--- WORK ITEM ---
Please copy exactly every line from the one that contains "for the potted" to the end of the data below, with both ends included and no other lines.

--- EXCERPTED RECORDS ---
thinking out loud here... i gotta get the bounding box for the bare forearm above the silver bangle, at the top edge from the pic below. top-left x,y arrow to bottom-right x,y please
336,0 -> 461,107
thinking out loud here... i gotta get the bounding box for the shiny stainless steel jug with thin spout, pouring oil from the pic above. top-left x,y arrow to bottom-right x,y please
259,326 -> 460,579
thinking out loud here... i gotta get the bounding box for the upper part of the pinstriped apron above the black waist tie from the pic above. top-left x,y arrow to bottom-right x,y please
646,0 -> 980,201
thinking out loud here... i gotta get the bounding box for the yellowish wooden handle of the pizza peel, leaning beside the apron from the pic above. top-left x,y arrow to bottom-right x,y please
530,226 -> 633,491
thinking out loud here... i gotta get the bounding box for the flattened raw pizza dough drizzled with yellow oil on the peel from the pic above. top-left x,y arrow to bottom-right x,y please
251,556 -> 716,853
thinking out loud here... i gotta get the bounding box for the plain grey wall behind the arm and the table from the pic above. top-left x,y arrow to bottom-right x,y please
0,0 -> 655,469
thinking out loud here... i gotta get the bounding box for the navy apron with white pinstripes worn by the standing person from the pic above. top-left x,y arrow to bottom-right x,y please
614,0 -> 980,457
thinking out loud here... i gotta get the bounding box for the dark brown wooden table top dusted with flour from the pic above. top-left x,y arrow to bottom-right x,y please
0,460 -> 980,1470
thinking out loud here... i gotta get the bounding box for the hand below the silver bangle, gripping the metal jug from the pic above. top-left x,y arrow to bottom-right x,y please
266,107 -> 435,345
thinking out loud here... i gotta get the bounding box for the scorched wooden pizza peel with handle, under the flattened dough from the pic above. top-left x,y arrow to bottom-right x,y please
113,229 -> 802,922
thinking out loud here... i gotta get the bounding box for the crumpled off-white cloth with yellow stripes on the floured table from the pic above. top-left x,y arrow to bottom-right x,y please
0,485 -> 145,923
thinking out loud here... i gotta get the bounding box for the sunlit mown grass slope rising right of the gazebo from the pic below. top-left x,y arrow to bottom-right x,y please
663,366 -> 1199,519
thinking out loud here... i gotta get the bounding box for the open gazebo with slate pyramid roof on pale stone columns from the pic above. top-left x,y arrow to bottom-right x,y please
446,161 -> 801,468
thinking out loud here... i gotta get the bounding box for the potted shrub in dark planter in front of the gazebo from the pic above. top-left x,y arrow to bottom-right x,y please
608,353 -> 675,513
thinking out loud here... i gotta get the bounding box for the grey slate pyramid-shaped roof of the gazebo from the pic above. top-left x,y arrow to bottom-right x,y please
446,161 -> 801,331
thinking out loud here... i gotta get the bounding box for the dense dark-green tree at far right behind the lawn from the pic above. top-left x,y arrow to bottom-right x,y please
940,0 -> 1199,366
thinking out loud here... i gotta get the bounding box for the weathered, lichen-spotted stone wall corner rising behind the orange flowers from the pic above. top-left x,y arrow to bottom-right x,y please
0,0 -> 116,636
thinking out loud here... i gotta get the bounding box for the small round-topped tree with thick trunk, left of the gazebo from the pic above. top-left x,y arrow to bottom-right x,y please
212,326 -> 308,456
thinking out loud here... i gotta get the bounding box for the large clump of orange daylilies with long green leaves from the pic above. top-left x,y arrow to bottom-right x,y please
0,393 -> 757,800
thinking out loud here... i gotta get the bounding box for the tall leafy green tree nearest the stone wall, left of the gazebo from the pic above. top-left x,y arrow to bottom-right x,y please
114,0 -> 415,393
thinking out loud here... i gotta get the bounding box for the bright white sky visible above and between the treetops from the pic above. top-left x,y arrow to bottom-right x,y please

--- REPLY TO THE EXERCISE ---
thinking out loud here... i gotta get the bounding box for the potted shrub in dark planter in front of the gazebo from the pic above. top-left x,y arrow to bottom-right x,y please
608,353 -> 675,513
thinking out loud here... i gotta get the bounding box for the grey slate pyramid-shaped roof of the gazebo from the pic above. top-left x,y arrow to bottom-right x,y please
446,161 -> 801,331
thinking out loud here... i gotta get the bounding box for the dense dark-green tree at far right behind the lawn from the pic above. top-left x,y arrow to bottom-right x,y please
940,0 -> 1199,366
thinking out loud here... i gotta get the bounding box for the weathered, lichen-spotted stone wall corner rising behind the orange flowers from the pic above. top-left x,y arrow to bottom-right x,y please
0,0 -> 116,636
thinking out loud here... i gotta get the bounding box for the small round-topped tree with thick trunk, left of the gazebo from the pic above. top-left x,y arrow to bottom-right x,y please
212,326 -> 308,456
thinking out loud here... i gotta get the bounding box for the large clump of orange daylilies with long green leaves from the pic above. top-left x,y arrow to bottom-right x,y please
0,393 -> 757,800
thinking out loud here... i gotta get the bounding box for the tall leafy green tree nearest the stone wall, left of the gazebo from the pic above. top-left x,y arrow to bottom-right x,y please
114,0 -> 415,393
thinking out loud here... i gotta get the bounding box for the bright white sky visible above and between the treetops from the pic above. top-left x,y arrow to bottom-right x,y please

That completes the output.